### Extract to read
· · · · · · ·

Shtayyeh’s decision last year to break off any “normalization” with Israel at first did not include hospitalization in Israel, so the effect of the decision on health care was minimal. Almost half of Palestinian patients in need of life-saving treatment in Israel do not receive it and Palestinian hospitals cannot provide those patients with adequate medical response, aggravating their illnesses and sometimes leaving them to die.

Palestinians needing hospitalization in Israel require a Palestinian health committee authorization, but the report said these approvals are only granted to those financially capable or those who are able to obtain funding for medical treatment from charities and can be hospitalized in Israel without the approval of the committee.

A Palestinian source told Makor Rishon that close associates of the Palestinian Authority and the Palestinian security forces often use force and threaten committee members to obtain hospitalization permits.

· · · · · · ·

### Work task 1
Quote the passage on Palestinian hospitalization in Israel word for word, beginning at the words "Shtayyeh’s decision last" and stopping after the words "of the committee.".
### Work task 2
In the passage on Palestinian hospitalization in Israel, what do Palestinians needing hospitalization in Israel require?

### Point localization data
· · · · · · ·

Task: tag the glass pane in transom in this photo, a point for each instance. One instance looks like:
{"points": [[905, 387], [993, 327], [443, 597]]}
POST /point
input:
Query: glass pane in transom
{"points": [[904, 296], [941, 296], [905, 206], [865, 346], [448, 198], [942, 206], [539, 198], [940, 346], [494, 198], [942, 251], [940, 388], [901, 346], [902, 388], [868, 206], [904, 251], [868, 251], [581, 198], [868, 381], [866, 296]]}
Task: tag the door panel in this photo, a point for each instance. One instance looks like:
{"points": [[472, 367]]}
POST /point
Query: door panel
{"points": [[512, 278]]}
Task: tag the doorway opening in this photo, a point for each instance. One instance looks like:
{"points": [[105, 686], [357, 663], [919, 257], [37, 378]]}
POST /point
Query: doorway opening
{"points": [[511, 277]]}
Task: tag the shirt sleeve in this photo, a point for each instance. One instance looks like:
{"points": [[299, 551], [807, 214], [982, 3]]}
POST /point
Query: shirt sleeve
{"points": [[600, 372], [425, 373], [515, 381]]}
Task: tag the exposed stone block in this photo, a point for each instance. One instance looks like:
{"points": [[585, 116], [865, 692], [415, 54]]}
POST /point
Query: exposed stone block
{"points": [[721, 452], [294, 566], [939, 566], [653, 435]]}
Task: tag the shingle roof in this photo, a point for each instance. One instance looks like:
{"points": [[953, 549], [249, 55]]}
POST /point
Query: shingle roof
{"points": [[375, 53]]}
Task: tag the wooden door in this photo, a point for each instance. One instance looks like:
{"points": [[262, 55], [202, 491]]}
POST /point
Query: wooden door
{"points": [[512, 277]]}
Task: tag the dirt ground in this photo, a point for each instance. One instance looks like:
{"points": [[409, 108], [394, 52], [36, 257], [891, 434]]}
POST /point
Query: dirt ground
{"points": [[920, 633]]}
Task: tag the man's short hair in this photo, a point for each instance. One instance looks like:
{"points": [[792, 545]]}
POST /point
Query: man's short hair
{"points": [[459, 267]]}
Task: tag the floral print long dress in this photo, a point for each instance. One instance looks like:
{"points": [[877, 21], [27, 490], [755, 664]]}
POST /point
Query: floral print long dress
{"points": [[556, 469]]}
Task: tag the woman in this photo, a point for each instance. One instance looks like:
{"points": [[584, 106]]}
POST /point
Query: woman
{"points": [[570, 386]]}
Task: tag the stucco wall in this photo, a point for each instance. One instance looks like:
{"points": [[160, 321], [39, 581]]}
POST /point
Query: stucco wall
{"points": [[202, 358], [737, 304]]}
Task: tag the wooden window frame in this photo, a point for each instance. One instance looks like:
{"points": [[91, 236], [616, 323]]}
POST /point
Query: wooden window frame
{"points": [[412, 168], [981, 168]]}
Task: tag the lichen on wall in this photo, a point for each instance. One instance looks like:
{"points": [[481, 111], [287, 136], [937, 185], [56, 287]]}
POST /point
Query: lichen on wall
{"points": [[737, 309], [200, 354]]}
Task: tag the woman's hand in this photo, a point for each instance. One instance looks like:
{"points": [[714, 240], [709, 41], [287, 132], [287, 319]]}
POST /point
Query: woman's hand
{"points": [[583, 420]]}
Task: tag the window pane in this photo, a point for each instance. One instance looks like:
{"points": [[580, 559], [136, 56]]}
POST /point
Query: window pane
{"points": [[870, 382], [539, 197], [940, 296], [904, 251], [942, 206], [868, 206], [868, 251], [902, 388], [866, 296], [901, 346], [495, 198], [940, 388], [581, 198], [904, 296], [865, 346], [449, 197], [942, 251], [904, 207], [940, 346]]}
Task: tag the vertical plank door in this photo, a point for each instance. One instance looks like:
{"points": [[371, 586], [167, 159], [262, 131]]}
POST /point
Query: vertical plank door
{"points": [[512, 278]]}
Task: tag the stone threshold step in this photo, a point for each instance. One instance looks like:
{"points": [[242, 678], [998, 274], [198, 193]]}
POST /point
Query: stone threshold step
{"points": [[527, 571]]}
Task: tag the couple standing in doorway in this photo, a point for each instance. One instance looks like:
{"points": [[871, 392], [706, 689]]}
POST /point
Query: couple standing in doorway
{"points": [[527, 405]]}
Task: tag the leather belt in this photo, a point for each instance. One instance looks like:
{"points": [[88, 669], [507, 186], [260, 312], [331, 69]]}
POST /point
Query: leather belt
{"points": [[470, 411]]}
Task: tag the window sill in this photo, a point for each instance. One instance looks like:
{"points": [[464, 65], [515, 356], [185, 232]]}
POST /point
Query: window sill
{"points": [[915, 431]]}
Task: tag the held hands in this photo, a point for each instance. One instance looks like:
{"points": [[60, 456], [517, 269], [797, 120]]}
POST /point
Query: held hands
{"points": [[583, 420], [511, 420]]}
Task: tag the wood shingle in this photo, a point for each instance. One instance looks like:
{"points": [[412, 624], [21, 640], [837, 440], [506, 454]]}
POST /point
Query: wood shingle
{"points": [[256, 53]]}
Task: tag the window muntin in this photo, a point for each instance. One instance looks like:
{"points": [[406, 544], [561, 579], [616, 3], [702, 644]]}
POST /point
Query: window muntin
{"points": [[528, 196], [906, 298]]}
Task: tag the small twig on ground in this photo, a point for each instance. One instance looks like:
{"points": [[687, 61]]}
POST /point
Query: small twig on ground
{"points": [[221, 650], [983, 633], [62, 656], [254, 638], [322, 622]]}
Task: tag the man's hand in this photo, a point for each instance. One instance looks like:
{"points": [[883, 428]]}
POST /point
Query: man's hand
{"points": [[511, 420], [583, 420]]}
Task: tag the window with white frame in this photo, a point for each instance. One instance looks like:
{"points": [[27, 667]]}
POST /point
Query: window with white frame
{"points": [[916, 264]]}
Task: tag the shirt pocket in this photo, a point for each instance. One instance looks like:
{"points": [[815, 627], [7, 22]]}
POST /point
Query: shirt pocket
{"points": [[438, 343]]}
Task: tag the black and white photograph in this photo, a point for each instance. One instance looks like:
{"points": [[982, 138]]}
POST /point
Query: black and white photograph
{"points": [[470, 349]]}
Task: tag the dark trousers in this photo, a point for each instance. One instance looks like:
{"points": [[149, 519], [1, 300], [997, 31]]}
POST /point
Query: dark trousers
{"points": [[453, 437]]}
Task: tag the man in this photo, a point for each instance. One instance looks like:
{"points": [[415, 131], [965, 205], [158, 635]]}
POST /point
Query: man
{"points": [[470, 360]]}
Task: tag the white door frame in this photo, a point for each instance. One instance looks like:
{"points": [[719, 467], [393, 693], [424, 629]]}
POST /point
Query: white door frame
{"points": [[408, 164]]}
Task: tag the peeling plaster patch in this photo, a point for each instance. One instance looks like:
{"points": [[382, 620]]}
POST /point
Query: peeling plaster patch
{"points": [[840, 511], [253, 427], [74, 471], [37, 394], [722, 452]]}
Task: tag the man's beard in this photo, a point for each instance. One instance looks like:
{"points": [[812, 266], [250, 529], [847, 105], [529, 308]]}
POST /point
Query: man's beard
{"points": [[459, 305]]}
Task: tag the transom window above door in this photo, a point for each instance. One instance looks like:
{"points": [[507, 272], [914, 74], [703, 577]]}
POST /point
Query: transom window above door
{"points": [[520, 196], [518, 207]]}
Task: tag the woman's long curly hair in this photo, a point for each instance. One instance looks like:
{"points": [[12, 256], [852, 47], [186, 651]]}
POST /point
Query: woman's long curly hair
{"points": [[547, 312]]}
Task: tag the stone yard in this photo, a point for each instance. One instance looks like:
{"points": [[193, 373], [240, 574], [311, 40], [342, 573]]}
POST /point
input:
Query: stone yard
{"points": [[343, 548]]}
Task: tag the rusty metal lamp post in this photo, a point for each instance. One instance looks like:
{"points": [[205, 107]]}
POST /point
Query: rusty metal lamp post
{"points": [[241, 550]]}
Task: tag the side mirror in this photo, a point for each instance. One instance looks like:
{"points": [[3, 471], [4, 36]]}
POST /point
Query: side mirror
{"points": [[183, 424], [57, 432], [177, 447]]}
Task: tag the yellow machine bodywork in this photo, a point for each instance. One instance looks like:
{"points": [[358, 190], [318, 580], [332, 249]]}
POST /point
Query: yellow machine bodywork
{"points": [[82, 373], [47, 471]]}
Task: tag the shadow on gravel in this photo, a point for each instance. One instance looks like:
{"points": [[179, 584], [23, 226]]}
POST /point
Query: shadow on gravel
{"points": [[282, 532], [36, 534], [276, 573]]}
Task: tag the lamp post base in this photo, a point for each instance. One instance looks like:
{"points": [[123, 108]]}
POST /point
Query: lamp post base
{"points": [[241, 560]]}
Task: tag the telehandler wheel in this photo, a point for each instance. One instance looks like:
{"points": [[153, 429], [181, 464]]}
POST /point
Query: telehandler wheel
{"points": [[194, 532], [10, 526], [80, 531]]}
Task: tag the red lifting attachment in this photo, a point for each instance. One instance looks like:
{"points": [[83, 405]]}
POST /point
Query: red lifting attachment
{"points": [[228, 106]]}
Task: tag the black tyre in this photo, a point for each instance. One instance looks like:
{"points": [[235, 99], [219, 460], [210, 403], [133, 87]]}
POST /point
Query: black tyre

· · · · · · ·

### Task response 1
Shtayyeh’s decision last year to break off any “normalization” with Israel at first did not include hospitalization in Israel, so the effect of the decision on health care was minimal. Almost half of Palestinian patients in need of life-saving treatment in Israel do not receive it and Palestinian hospitals cannot provide those patients with adequate medical response, aggravating their illnesses and sometimes leaving them to die.

Palestinians needing hospitalization in Israel require a Palestinian health committee authorization, but the report said these approvals are only granted to those financially capable or those who are able to obtain funding for medical treatment from charities and can be hospitalized in Israel without the approval of the committee.

### Task response 2
A Palestinian health committee authorization.